Coordinate annotation rows:

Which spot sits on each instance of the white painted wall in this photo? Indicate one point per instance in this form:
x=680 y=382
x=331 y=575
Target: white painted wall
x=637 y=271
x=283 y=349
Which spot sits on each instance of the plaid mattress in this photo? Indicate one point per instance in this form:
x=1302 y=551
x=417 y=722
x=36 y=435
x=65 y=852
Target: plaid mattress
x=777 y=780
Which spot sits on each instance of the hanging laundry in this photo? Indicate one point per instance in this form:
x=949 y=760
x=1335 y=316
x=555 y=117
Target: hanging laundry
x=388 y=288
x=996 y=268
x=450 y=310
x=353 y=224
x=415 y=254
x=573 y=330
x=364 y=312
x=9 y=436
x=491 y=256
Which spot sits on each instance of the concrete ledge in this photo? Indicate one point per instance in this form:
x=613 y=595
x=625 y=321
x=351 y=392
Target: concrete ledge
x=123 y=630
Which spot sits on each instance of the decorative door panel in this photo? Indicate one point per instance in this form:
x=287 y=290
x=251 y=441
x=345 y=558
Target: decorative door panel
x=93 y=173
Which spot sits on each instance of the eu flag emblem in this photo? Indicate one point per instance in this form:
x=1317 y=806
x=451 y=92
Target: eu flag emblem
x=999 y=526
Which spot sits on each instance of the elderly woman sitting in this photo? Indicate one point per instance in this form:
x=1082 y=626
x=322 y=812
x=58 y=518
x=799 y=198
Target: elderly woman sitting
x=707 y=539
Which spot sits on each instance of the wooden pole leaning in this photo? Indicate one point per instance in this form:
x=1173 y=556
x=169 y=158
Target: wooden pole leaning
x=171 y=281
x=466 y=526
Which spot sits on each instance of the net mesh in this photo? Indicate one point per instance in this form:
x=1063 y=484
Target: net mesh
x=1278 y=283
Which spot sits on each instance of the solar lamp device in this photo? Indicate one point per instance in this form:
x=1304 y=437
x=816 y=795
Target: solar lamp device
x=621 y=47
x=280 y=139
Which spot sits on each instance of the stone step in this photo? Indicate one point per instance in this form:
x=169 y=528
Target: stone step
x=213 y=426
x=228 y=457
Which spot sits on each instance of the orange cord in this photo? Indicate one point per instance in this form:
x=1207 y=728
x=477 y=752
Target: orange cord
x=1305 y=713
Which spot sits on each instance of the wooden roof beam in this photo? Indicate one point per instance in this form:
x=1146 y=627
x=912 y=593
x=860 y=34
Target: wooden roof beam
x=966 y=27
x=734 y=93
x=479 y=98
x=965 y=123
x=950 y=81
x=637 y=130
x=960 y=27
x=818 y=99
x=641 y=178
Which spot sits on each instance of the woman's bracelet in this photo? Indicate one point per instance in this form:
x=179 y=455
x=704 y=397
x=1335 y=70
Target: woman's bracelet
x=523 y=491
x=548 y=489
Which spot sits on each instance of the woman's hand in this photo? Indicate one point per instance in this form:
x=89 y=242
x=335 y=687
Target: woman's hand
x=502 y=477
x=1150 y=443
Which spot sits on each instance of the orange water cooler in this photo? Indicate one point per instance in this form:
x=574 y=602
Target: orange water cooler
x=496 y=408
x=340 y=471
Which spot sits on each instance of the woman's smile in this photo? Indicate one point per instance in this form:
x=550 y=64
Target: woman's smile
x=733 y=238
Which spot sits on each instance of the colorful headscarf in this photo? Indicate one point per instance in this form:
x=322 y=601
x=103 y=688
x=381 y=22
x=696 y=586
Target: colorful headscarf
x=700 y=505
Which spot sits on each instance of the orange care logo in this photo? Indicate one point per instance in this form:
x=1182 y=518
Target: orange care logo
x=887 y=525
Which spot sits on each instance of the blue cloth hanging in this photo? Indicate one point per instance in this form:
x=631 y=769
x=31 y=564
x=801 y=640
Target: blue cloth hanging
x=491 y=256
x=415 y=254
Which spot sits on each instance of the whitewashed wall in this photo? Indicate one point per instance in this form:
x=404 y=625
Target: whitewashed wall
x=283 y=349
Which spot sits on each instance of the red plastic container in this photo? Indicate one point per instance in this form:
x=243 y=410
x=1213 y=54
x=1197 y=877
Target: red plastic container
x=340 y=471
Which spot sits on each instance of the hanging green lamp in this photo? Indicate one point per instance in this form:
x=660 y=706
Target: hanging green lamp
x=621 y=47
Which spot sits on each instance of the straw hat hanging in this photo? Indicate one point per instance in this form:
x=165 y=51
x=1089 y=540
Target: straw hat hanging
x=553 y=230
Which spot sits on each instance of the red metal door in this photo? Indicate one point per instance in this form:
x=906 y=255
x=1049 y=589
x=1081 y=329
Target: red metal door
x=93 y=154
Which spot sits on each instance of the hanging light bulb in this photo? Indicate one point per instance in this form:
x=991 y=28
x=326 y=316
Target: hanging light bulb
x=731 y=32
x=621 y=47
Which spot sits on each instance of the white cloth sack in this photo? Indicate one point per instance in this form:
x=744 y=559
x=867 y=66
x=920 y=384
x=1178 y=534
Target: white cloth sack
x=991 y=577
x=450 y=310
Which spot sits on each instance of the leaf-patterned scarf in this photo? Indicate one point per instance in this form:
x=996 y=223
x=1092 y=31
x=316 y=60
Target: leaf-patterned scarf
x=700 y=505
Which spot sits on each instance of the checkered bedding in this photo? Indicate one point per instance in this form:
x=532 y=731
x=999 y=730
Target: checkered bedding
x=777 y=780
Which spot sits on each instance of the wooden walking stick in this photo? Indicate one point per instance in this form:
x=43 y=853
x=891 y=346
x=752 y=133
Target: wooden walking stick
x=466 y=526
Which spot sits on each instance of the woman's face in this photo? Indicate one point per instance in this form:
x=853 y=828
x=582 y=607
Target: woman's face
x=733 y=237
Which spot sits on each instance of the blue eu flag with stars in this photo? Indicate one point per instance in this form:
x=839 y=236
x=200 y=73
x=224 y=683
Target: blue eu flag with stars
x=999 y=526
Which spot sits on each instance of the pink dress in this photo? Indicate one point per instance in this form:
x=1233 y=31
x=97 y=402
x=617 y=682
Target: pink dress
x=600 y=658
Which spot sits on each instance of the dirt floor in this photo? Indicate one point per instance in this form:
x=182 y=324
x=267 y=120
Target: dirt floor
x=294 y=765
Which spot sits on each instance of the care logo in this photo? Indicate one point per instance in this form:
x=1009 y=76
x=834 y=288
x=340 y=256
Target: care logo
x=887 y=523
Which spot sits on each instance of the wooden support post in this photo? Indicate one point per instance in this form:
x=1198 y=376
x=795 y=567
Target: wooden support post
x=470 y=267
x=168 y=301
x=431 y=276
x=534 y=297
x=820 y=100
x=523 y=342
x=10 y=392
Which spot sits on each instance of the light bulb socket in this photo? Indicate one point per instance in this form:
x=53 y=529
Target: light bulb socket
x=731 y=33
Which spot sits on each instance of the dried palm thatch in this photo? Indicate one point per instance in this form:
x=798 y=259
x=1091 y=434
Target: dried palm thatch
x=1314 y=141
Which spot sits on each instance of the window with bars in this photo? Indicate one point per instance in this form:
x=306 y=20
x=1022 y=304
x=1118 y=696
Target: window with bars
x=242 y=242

**Brief**
Duplicate all of the rows above line for line, with no change to any word or number.

**Response**
Which spot sits on each instance of the white painted wall in this photo? Indicate one point per instance in this form:
x=680 y=382
x=331 y=575
Target: white painted wall
x=637 y=271
x=283 y=349
Which spot sits on each instance of the plaid mattress in this photo? Indicate one point per instance in this form:
x=1302 y=551
x=417 y=722
x=36 y=435
x=65 y=852
Target: plaid mattress
x=777 y=780
Which spot sits on each instance of the hanging laundry in this photo? Indicate one point per instance in this form:
x=949 y=760
x=1335 y=316
x=555 y=117
Target: hanging laundry
x=388 y=288
x=996 y=268
x=450 y=310
x=353 y=224
x=415 y=254
x=573 y=330
x=364 y=312
x=9 y=436
x=491 y=256
Which spot sits on each instance of the concrete ledge in this photo? Indicate one point per instance in this form:
x=613 y=595
x=625 y=321
x=351 y=392
Target: concrete ledge
x=123 y=630
Which spot sits on each instance of the decorative door panel in this photo? Indicate one point per instance in this form:
x=287 y=290
x=251 y=441
x=345 y=558
Target: decorative door panel
x=93 y=173
Which spot sits on each instance of the eu flag emblem in this photo? Indicate one point per instance in this form:
x=1317 y=806
x=451 y=92
Target: eu flag emblem
x=999 y=526
Which spot sits on each instance of the elderly woman sitting in this photo? Indicate one point per instance in this form:
x=1082 y=626
x=322 y=812
x=58 y=518
x=799 y=198
Target: elderly woman sitting
x=707 y=539
Which spot sits on each instance of the wooden pole leaning in this photo? Indicate one point per instance in this form:
x=1173 y=556
x=169 y=158
Target: wooden pole leaning
x=171 y=281
x=466 y=526
Which spot sits on each instance of the net mesh in this photo? Indicate one point per instance in this form:
x=1063 y=484
Target: net mesh
x=1278 y=283
Which spot sits on each instance of the solar lamp device in this photo? Indicate one point per instance in this form:
x=1304 y=437
x=816 y=795
Target: solar lamp device
x=621 y=47
x=280 y=139
Which spot sits on each instance of the stone step in this photo? Indicate one point per instance in this form:
x=169 y=528
Target: stone step
x=213 y=426
x=228 y=457
Which spot sits on each instance of the orange cord in this photo? Indicate one point per instance in this form:
x=1207 y=728
x=477 y=752
Target: orange cord
x=1305 y=713
Which spot sits on each instance of the wooden roof beam in this photo? Indicate one point per instance in this form:
x=1146 y=627
x=912 y=593
x=860 y=34
Target: wooden roof beam
x=966 y=27
x=734 y=93
x=479 y=98
x=965 y=123
x=950 y=81
x=637 y=130
x=960 y=27
x=818 y=99
x=641 y=178
Which spot sits on each instance of the woman's bracelet in this photo? Indicate one point per instance in this form:
x=179 y=455
x=704 y=397
x=1335 y=70
Target: woman's bracelet
x=523 y=491
x=548 y=489
Which spot sits on each instance of the woman's hand in this photo? Indicate one point per instance in this form:
x=89 y=242
x=335 y=687
Target: woman's hand
x=502 y=477
x=1150 y=443
Which spot sits on each instance of the orange water cooler in this photo? Indicate one point per instance in this form:
x=574 y=602
Target: orange water cooler
x=496 y=408
x=340 y=471
Which spot sits on each instance of the woman's smile in this photo? Indicate one point per instance in this form:
x=550 y=64
Target: woman's smile
x=733 y=238
Which spot sits on each instance of the colorful headscarf in this photo? Indicate one point per instance in this form:
x=322 y=601
x=103 y=688
x=381 y=22
x=696 y=586
Target: colorful headscarf
x=700 y=505
Which spot sits on each instance of the orange care logo in this photo? Indicate one point per instance in this form:
x=1182 y=518
Target: orange care logo
x=887 y=525
Which spot sits on each instance of the blue cloth hanging in this photo? Indicate one point per instance in this form:
x=631 y=769
x=31 y=564
x=801 y=640
Target: blue cloth hanging
x=491 y=256
x=415 y=254
Which spot sits on each instance of the whitewashed wall in this photo? Indicate one point per instance in this form:
x=404 y=625
Target: whitewashed wall
x=283 y=349
Which spot sits on each instance of the red plastic container in this photo? Indicate one point per instance in this form:
x=243 y=410
x=1213 y=54
x=1197 y=877
Target: red plastic container
x=340 y=471
Which spot sits on each instance of the hanging green lamp in this photo? Indicate one point per instance in this form:
x=660 y=706
Target: hanging green lamp
x=621 y=47
Which spot sits on each instance of the straw hat hanging in this photo? Indicate one point per instance in this form:
x=165 y=51
x=1089 y=540
Target: straw hat hanging
x=553 y=230
Which spot sits on each instance of the red metal door in this photo? Indicate one point per instance in this form:
x=906 y=255
x=1049 y=589
x=1081 y=329
Target: red metal door
x=93 y=154
Which spot sits on each instance of the hanging light bulb in this photo? Indicate one point per instance in this form:
x=991 y=28
x=326 y=316
Target: hanging light bulb
x=731 y=32
x=621 y=47
Which spot sits on each instance of the white cloth sack in this photo? Indicate one point per instance in this form:
x=744 y=559
x=867 y=66
x=920 y=384
x=1178 y=534
Target: white cloth sack
x=991 y=577
x=450 y=310
Which spot sits on each instance of the leaf-patterned scarf in this photo? Indicate one point per instance in this form:
x=996 y=223
x=1092 y=31
x=316 y=60
Target: leaf-patterned scarf
x=700 y=505
Which spot sits on each instance of the checkered bedding in this photo? Indicate one point per instance in this form:
x=532 y=731
x=999 y=730
Target: checkered bedding
x=777 y=780
Which spot sits on each instance of the wooden walking stick in this photo? Indicate one point per instance in this form:
x=43 y=853
x=891 y=346
x=752 y=133
Target: wooden walking stick
x=466 y=526
Which spot sits on each instance of the woman's face in this photo? Indicate one point per instance in this form:
x=853 y=828
x=582 y=607
Target: woman's face
x=733 y=237
Which spot sits on each instance of the blue eu flag with stars in this photo? Indicate one point per instance in this form:
x=839 y=236
x=200 y=73
x=224 y=683
Target: blue eu flag with stars
x=999 y=526
Which spot sits on each instance of the pink dress in this photo? Indicate one point per instance in this form:
x=1233 y=31
x=97 y=402
x=617 y=682
Target: pink dress
x=600 y=658
Which spot sits on each instance of the dirt floor in this photo? Indicate one point per instance in this form:
x=182 y=324
x=267 y=120
Target: dirt floor
x=294 y=765
Which spot sits on each instance of the care logo in this photo? Indicate one point per instance in this form:
x=1009 y=76
x=834 y=288
x=340 y=256
Target: care logo
x=887 y=523
Which spot sits on each instance of the wooden support post in this photo? Indicate one point per instance in this form:
x=1198 y=376
x=795 y=567
Target: wooden support post
x=470 y=267
x=168 y=301
x=431 y=276
x=534 y=297
x=820 y=100
x=523 y=342
x=10 y=392
Which spot sits on each instance of the light bulb socket in this photo? Indicate one point per instance in this form:
x=53 y=529
Target: light bulb socket
x=731 y=33
Which spot sits on each instance of the dried palm thatch in this photo? Indicate one point per instance in this form:
x=798 y=259
x=1091 y=434
Target: dried palm thatch
x=1314 y=141
Which spot sits on each instance of the window with bars in this photo? Indicate one point per instance in this form:
x=306 y=20
x=1022 y=304
x=1118 y=696
Target: window with bars
x=242 y=242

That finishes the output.